STATED GOAL. Copy the segmentation data below line for line, with no changes.

Segmentation data
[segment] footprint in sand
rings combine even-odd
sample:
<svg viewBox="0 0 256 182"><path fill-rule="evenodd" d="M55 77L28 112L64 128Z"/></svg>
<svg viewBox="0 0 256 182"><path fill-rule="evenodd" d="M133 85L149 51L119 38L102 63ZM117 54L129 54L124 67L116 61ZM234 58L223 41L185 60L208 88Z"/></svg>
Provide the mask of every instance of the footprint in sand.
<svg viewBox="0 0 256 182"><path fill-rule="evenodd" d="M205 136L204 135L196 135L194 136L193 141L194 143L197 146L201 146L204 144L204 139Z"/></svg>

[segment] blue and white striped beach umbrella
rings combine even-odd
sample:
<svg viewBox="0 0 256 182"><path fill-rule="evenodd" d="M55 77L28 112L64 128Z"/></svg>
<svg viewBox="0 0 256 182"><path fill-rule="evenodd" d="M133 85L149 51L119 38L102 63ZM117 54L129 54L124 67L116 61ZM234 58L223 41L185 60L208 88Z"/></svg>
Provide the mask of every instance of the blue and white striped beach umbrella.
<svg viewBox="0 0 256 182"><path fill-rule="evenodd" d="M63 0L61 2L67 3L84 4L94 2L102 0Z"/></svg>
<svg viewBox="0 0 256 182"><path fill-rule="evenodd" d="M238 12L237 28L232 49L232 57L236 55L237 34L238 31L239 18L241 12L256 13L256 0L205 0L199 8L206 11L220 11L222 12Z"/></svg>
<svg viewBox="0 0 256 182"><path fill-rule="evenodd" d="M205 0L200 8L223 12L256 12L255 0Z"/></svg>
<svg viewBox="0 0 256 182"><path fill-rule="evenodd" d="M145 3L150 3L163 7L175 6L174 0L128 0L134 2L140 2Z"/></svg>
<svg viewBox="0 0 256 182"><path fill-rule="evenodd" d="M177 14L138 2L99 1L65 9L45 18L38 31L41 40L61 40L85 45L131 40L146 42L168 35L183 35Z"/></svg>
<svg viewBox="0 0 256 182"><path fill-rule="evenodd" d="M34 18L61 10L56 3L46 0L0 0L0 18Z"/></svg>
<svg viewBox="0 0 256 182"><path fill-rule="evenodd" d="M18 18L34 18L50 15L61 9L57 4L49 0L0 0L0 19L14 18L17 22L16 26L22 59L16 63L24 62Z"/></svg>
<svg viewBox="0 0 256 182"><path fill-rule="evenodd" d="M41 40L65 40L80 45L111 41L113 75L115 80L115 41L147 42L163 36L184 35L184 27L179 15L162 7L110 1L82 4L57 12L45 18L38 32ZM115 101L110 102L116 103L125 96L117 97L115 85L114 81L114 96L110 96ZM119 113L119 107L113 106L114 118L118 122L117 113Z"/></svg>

THE RESULT.
[segment] footprint in sand
rings combine even-odd
sample:
<svg viewBox="0 0 256 182"><path fill-rule="evenodd" d="M55 77L28 112L64 128Z"/></svg>
<svg viewBox="0 0 256 182"><path fill-rule="evenodd" d="M133 85L149 51L119 38L102 63ZM117 54L129 54L124 67L116 61ZM234 58L223 41L185 60L208 88Z"/></svg>
Provide the mask of every instance of the footprint in sand.
<svg viewBox="0 0 256 182"><path fill-rule="evenodd" d="M205 136L204 135L196 135L194 136L193 141L194 143L197 146L201 146L204 144L204 139Z"/></svg>

[segment] blue and white striped beach umbrella
rings combine even-odd
sample:
<svg viewBox="0 0 256 182"><path fill-rule="evenodd" d="M55 77L28 112L64 128Z"/></svg>
<svg viewBox="0 0 256 182"><path fill-rule="evenodd" d="M133 85L149 51L119 38L102 63ZM117 54L129 54L124 67L116 61ZM234 58L223 41L185 60L208 88Z"/></svg>
Provide the mask of every instance of the blue and white striped beach umbrella.
<svg viewBox="0 0 256 182"><path fill-rule="evenodd" d="M63 0L61 2L67 3L84 4L94 2L102 0Z"/></svg>
<svg viewBox="0 0 256 182"><path fill-rule="evenodd" d="M238 12L237 28L232 49L232 57L236 55L237 34L238 31L239 18L241 12L256 13L256 0L205 0L199 8L206 11L220 11L222 12Z"/></svg>
<svg viewBox="0 0 256 182"><path fill-rule="evenodd" d="M205 0L200 8L223 12L256 12L255 0Z"/></svg>
<svg viewBox="0 0 256 182"><path fill-rule="evenodd" d="M145 3L150 3L163 7L175 6L174 0L128 0L134 2L140 2Z"/></svg>
<svg viewBox="0 0 256 182"><path fill-rule="evenodd" d="M177 14L138 2L99 1L65 9L45 18L38 31L41 40L61 40L85 45L131 40L146 42L168 35L183 35Z"/></svg>
<svg viewBox="0 0 256 182"><path fill-rule="evenodd" d="M34 18L61 10L56 3L46 0L0 0L0 18Z"/></svg>
<svg viewBox="0 0 256 182"><path fill-rule="evenodd" d="M18 18L34 18L50 15L61 9L57 4L49 0L0 0L0 19L14 18L17 22L16 26L22 59L16 63L24 62Z"/></svg>
<svg viewBox="0 0 256 182"><path fill-rule="evenodd" d="M41 40L65 40L80 45L111 41L113 75L115 80L115 41L147 42L163 36L184 35L184 27L179 15L162 7L110 1L82 4L57 12L45 18L38 32ZM115 101L110 102L116 103L125 96L117 97L115 85L114 81L114 96L110 96ZM119 113L119 107L113 106L114 118L118 122L117 113Z"/></svg>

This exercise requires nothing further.